ARTICLE >>
Start
# Freud Dial-a-Width Dado Tech Info



## mtnmaniac (Aug 24, 2010)

Trying to figure out if I could use Freud's Dial-a-Width Dado for long hidden dados, I sent them a direct email. Since this appears to be a commonly discussed issue, here's their direct response in case anyone else is considering getting one:

"If your machine is rated for a 6" or 8” stacked dado, then there are a few more considerations. Other than just arbor length you must also consider arbor nut size, and inside flange diameter. Unfortunately there are too many saws for us to keep a list of what these specifications are for every machine and be able to keep it up to date with changes made by the manufacturers, but with some quick measurements you can determine if your saw is capable of running the Dial-A-Width. 

1. Arbor Nut Size – The arbor nut wrench size can not be larger than 1 3/16” (30 mm). The set includes a 7/8” wrench. If your arbor nut uses a wrench other than 7/8” (22 mm), you will need to use a wrench other than the one that comes in the Dial-A-Width. 
2. Inside Arbor Flange Diameter – If the inside arbor flange is under 2 ½” diameter you are OK. If it is over that, the Dial-A-Width will not work on your machine.
3. Arbor Length – Measure the length of the arbor on your machine and subtract the thickness of the arbor nut from that measurement. If what you have left is at least 1 3/32” then you can cut up to a ¾” dado with your saw. If you have 1 3/16” or more then you can stack all the components on the arbor at one time. Still keep in mind that you must comply with maximums that the manufacturer of saw has for dadoes.
End
RECORDS FOR THIS TASK >>
Start
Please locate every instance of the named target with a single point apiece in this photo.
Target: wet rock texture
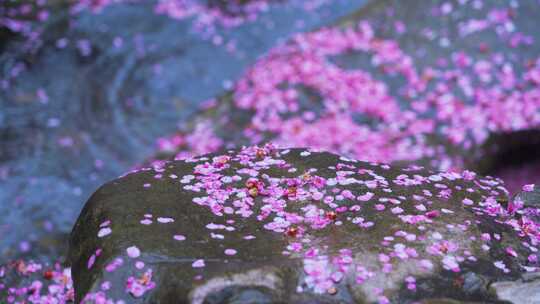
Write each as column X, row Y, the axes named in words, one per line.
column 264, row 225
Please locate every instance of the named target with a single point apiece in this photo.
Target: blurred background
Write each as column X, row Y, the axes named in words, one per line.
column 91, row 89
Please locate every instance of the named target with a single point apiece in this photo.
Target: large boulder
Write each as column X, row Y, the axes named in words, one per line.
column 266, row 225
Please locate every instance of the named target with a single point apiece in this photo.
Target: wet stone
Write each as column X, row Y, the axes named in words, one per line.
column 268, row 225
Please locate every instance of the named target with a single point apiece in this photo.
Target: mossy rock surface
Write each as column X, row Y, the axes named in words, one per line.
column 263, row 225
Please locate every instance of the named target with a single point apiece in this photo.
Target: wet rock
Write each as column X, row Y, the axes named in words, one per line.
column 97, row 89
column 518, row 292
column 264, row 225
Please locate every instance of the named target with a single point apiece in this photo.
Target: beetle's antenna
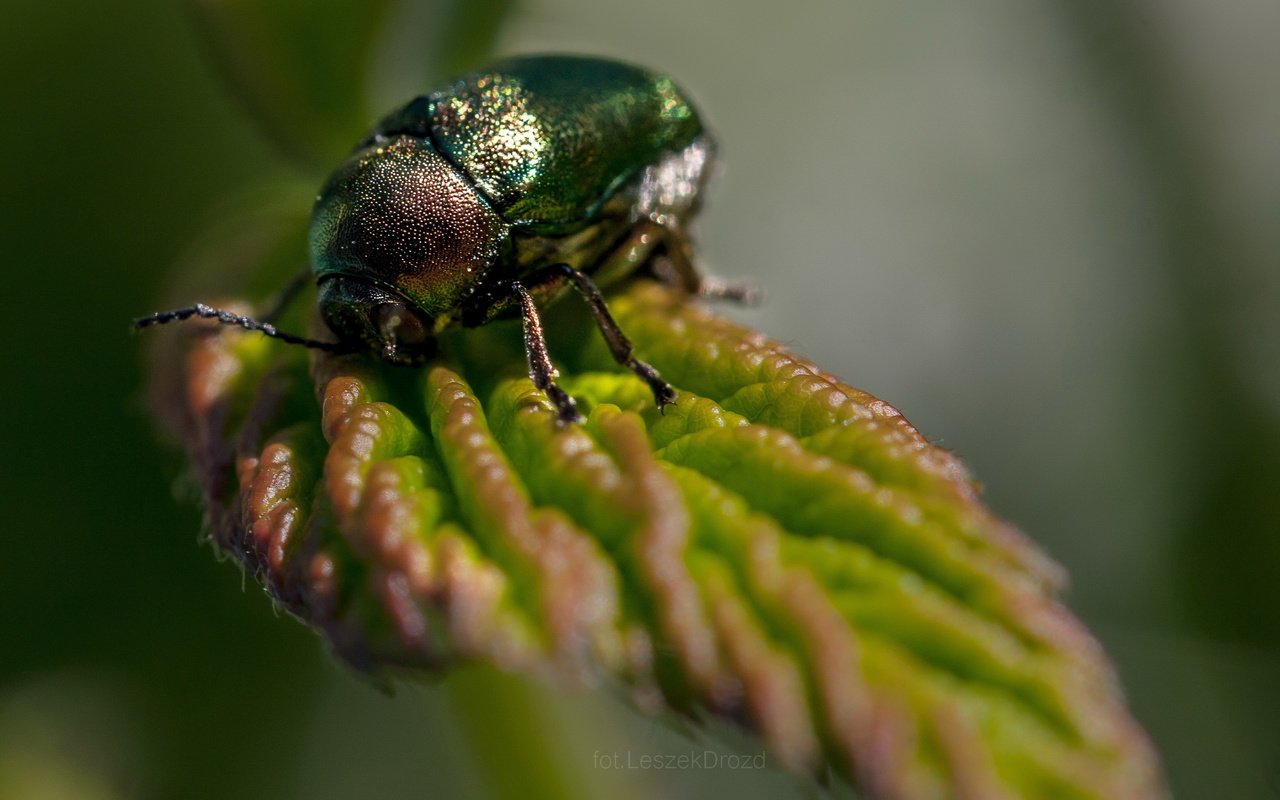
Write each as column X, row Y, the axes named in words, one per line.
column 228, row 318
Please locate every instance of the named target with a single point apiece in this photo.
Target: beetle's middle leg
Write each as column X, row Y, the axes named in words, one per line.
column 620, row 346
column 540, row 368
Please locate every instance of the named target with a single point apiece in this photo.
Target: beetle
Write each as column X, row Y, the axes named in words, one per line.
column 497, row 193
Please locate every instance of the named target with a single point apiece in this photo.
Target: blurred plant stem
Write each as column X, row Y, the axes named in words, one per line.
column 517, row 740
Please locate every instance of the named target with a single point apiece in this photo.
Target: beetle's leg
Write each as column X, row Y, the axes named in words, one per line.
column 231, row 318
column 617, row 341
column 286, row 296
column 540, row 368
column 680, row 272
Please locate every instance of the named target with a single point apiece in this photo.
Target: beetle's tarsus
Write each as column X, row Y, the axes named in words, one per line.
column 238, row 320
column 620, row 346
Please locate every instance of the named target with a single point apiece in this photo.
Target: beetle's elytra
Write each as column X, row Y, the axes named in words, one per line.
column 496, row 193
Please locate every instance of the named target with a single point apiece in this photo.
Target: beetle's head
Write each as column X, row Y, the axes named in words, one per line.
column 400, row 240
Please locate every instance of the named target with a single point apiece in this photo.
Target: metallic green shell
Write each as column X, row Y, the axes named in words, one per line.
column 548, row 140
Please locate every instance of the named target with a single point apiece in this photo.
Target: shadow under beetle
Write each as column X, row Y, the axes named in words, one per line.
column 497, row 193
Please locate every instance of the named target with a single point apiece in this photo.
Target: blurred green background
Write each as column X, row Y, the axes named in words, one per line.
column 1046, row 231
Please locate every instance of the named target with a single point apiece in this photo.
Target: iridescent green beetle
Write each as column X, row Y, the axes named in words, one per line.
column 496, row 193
End
WRITTEN TASKS >>
• a. In the records, starting at the first line and ending at the line that contains "column 91, row 89", swap "photo" for "image" and change nothing else. Give back only those lines, without the pictures.
• b. Extend the forum thread about the Freud Dial-a-Width dado by writing what follows its final sentence.
The forum thread about the Freud Dial-a-Width dado and the records are unrelated material.

ANSWER SET >>
• a.
Please locate every instance of the named target with a single point apiece in this image.
Target: wet rock texture
Write each as column X, row Y, the axes named in words, one per line.
column 264, row 225
Please locate every instance of the named target with a single point apiece in this image.
Target: blurred background
Write each as column X, row Y, the axes named in words, one per line.
column 91, row 89

• b.
We have also heard of a few saws on the market that have an interference problem with the inside blade. To check this disconnect power to the saw, and with a blade on the saw look down inside the saw beside the blade. If there is anything like belts or structural members closer than 1/2" from the sides of the blade then this could be a problem. If there is any question after this visual inspection the take an old saw blade (can be a 10" or a 7 1/4" as long as they have the same arbor as the saw) and on the side opposite the arbor nut hot glue 6 US Pennies in a stack about 1 1/2" from the center of the arbor. Put the blade on the saw (still with the saw disconnected) and rotate the blade using the arbor wrench. If the pennies do not contact anything then you should not have an interference problem. Be sure to remove this blade and remove the pennies. Do not run the saw with the pennies attached to the blade of they will fly off and could cause serious injury or death."​
P.S. I love the last sentence...picturing Far Side cartoon...


----------



## jlord (Nov 16, 2009)

Hi DJ, It will do what you need as long as it fits your saw.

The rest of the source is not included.